# Stated task
Please reproduce each of the following records line for line, without changing a single character.
--- Start of Listed entries ---
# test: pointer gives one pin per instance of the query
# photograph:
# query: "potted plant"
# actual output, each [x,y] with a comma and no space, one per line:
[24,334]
--- End of Listed entries ---
# Answer below
# test: pointer gives one pin per instance of the query
# photograph:
# query: "potted plant"
# actual output, each [x,y] with a comma and no space, one per line:
[24,334]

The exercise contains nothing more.